++++ DOCUMENT EXCERPT ++++
LAWRENCE — When the U.S. Secretary of Health and Human Services asked Distinguished Professor Barbara Timmermann to serve on a National Institutes of Health (NIH) advisory council, she was eager to share the expertise in medicinal chemistry she has developed throughout her career. As the University of Kansas School of Pharmacy professor reflects on her first year of service, however, it’s clear that she’s equally excited about what she’s learning from her fellow council members.
The 18 members of the National Center for Complementary and Integrative Health (NCCIH) National Advisory Council represent a mix of scientists and clinicians who use their research skills to advance the safety and effectiveness of complementary and integrative health approaches, more simply, practices and products that originate outside conventional medicine. Members focus on research topics with scientific promise and potential for rigorous scientific inquiry. They then advise the NIH director on areas that should receive priority funding. NIH grant money is often assigned according to those recommendations.
++++ EXCERPTED RECORDS ++++
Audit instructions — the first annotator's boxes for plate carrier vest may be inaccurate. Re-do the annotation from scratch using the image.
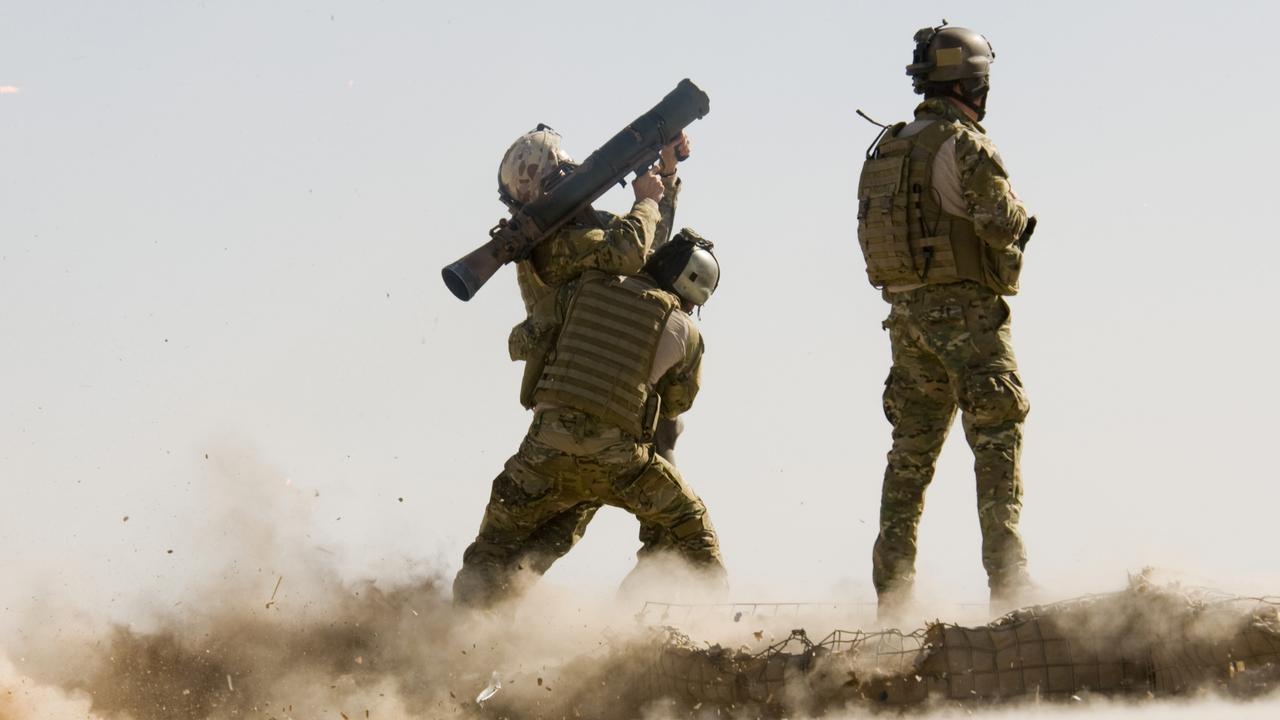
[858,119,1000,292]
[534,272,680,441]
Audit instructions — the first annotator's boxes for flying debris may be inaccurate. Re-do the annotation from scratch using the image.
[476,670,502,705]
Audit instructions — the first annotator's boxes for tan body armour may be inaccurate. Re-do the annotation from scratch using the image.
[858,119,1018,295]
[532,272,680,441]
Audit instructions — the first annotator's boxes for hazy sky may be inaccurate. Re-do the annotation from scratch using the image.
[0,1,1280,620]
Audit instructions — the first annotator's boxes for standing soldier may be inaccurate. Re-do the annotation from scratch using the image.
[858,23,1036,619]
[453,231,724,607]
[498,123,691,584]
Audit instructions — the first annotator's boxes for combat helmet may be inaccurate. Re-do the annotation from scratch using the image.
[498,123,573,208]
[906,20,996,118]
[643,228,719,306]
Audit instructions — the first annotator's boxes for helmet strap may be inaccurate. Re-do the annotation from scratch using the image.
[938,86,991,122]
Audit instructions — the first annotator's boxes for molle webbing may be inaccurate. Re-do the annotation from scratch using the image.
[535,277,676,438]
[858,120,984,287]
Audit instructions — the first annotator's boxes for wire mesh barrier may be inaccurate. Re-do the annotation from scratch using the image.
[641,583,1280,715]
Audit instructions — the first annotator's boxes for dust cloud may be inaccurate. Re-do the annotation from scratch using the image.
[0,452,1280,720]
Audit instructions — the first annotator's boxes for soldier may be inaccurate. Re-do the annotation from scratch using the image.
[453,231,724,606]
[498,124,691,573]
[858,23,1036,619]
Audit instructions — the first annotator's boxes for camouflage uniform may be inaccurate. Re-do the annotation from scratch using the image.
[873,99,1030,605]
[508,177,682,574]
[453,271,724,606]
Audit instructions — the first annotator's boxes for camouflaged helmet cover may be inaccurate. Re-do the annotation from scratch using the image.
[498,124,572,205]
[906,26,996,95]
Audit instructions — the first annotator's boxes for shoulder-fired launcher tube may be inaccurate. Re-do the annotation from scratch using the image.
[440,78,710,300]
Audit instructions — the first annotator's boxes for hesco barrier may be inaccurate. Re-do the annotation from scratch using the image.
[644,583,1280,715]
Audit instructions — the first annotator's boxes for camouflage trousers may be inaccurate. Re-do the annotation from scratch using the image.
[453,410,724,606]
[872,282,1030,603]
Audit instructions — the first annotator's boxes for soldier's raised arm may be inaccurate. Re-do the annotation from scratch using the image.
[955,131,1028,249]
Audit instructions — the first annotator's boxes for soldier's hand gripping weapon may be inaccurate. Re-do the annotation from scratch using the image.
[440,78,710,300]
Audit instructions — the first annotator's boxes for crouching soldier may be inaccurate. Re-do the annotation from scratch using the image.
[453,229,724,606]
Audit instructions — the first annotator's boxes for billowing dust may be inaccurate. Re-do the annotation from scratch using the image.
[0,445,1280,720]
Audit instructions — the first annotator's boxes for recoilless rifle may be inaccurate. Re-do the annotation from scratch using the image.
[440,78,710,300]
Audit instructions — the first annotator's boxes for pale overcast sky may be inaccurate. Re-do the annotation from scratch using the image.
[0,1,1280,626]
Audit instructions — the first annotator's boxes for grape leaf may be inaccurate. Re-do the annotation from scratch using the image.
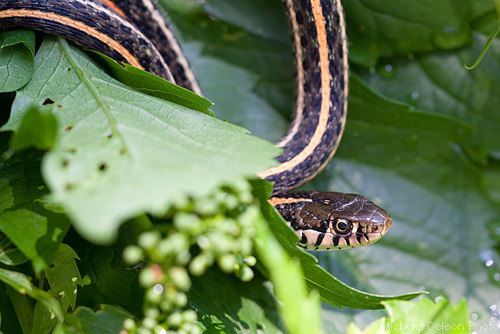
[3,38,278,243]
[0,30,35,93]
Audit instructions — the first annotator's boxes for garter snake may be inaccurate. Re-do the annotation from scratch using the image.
++++
WORK TO COMPLETE:
1/ According to the news item about the NIH advisory council, whom do the council members advise on which areas should receive priority funding?
2/ Duplicate the part of the news item about the NIH advisory council starting with "The 18 members" and going on through "to those recommendations.".

SET OF ANSWERS:
1/ The NIH director.

2/
The 18 members of the National Center for Complementary and Integrative Health (NCCIH) National Advisory Council represent a mix of scientists and clinicians who use their research skills to advance the safety and effectiveness of complementary and integrative health approaches, more simply, practices and products that originate outside conventional medicine. Members focus on research topics with scientific promise and potential for rigorous scientific inquiry. They then advise the NIH director on areas that should receive priority funding. NIH grant money is often assigned according to those recommendations.